**Work required:** Give back the full material, exactly as it reads.

** START OF Provided records **

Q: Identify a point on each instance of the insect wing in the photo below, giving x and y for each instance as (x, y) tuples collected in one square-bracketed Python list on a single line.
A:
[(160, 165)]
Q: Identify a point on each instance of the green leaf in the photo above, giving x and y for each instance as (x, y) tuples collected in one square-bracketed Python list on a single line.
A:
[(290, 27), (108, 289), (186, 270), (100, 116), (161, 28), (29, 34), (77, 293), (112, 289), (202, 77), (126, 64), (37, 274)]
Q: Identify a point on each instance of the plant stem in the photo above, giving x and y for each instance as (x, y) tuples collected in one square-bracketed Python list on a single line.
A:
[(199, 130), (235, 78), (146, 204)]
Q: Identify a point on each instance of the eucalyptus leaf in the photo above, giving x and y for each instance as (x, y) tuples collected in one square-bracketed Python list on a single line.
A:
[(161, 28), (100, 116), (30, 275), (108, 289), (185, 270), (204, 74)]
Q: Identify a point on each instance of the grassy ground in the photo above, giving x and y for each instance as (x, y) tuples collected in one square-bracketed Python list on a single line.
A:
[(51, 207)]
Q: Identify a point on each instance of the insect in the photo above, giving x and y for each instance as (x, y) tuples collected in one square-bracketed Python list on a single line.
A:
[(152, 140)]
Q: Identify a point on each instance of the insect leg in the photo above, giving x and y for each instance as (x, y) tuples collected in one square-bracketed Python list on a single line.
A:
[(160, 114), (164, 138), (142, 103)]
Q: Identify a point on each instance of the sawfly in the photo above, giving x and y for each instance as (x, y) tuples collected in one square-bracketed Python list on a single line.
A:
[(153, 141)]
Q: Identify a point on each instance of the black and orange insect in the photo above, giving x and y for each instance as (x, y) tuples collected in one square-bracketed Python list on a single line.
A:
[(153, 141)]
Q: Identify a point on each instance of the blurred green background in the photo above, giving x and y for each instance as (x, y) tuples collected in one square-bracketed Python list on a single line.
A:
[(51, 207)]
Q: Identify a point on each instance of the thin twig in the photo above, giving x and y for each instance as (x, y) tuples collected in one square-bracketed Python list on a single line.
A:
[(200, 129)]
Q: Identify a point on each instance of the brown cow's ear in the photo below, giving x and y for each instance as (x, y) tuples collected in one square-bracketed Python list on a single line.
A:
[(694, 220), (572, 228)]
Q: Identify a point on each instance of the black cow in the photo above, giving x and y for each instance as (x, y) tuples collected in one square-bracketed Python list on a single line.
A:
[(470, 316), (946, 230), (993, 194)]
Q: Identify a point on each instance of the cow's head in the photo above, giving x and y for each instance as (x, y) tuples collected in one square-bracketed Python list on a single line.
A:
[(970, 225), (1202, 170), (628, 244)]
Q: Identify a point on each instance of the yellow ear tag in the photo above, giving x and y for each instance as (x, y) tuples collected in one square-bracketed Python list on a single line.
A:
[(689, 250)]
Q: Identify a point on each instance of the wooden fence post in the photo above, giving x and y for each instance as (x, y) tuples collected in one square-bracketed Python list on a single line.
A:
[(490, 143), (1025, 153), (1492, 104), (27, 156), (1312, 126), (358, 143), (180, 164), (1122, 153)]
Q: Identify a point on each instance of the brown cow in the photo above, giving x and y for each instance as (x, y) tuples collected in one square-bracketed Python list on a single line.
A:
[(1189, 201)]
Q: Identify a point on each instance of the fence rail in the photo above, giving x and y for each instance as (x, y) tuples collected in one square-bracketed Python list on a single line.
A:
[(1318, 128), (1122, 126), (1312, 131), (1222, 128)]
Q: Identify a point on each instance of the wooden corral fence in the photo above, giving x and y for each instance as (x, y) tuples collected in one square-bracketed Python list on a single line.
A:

** END OF Provided records **

**Finished task:**
Q: Identify a point on each instance of the insect wing in the photo below, giving x and y for each instance as (x, y) tuples collected in one square-bracketed Python list on a single line.
A:
[(160, 165)]
Q: Identify a point on each instance of the green leaf in the photo above, giving x and y for each instance as (x, y) tuples collected in one square-bracketed Python list on a single line.
A:
[(290, 27), (108, 289), (186, 270), (100, 116), (161, 28), (29, 34), (77, 293), (112, 289), (202, 77), (126, 64), (37, 274)]
Q: Identify a point on each instance of the plant stem in the photo above, giving x and y for each instance as (x, y) tuples collected in one square-bracketed Python list on a single line.
A:
[(199, 130), (235, 78), (146, 204)]
Q: Identify a point on each instance of the eucalyptus leaf in the photo above, giving x and y for each instance as (x, y) tuples collected in one square-bracketed Python list on a single line.
A:
[(161, 28), (100, 116), (30, 275), (108, 289), (185, 270), (204, 74)]
Q: Identify a point on each instance of the grassy ground in the photo above, giving x and y for each instance as (x, y) tuples collected in one square-bracketed Python list on a single line.
A:
[(51, 207)]
Q: Identify a point on each instance of the insect in the photo above, giving x and y for each instance as (x, y) tuples collected in one square-bracketed Python list on a single line.
A:
[(152, 140)]
Q: Identify a point on each instance of the insect leg in the photo above, giving x and y for each instance as (x, y) tuples collected in one square-bracketed Python list on a single line.
A:
[(160, 114), (164, 138), (142, 103)]
Q: Identify a point on each instance of the sawfly in the photo above, giving x and y for each instance as (x, y) tuples collected in one square-bracketed Python list on a single line.
A:
[(153, 141)]
Q: Identify a point on each instance of the black and orange insect in the photo above, giving x and y for each instance as (x, y) tuples collected in one square-bracketed Python list on a single line.
A:
[(153, 141)]
Q: Identify a point on each instance of the blurred green background in the photo above, giving x and y for each instance as (x, y) tuples collected in one square-bracketed Python list on a single line.
A:
[(51, 207)]
Q: Identify a point on each instance of the thin twig in the photo above, giving x and y for each instance as (x, y) tuples collected in one square-bracketed Python list on a single line.
A:
[(200, 129)]
Q: Identify a point on each instance of the brown cow's ear in the photo below, giving x and y for each instance as (x, y) tuples collected in one square-bracketed Python list on a single line.
A:
[(694, 220), (572, 228)]
Q: Identify a point on each instance of the black cow in the photo above, giving x and y for each instance as (x, y) tuples collected in one square-bracketed Python list on a single line.
A:
[(470, 316), (946, 230), (993, 194)]
Q: Identify a point on each instance of the cow's head in the photo above, giving x and y for each instance as (x, y) tuples collected in one square-bracketed Python list on a single line.
A:
[(970, 225), (1202, 170), (628, 244)]
Q: Identify a point on each instance of the yellow ear tag in the photo above, giving x and y for each instance as (x, y) tuples collected in one square-bracketed Python list on a single line.
A:
[(689, 250)]
Q: Identify a point on each instance of the wooden fence post in the photo above, giving x and y for each instance as (x, y) tuples collected in one square-bracketed Python list on a single line.
A:
[(490, 143), (1025, 153), (1492, 104), (27, 156), (1312, 126), (358, 143), (180, 164), (1122, 153)]
Q: Identify a point on each instance of the brown cow in the photo above, giving x and y for each instance as (x, y) tuples collected in one square-bracketed Python list on a single line.
A:
[(1189, 201)]
Q: Identify a point on each instance of the fence rail in the photo above, giving x and y for each instance as (x, y) tuples collected in one square-bracketed Python list on a single line.
A:
[(1318, 128), (1122, 126), (1312, 131), (1222, 128)]
Q: Identify a point on each instance of the wooden corral fence in the photo above, giving x and y for each instance as (x, y) tuples collected in one square-bracketed Python list on a single line.
A:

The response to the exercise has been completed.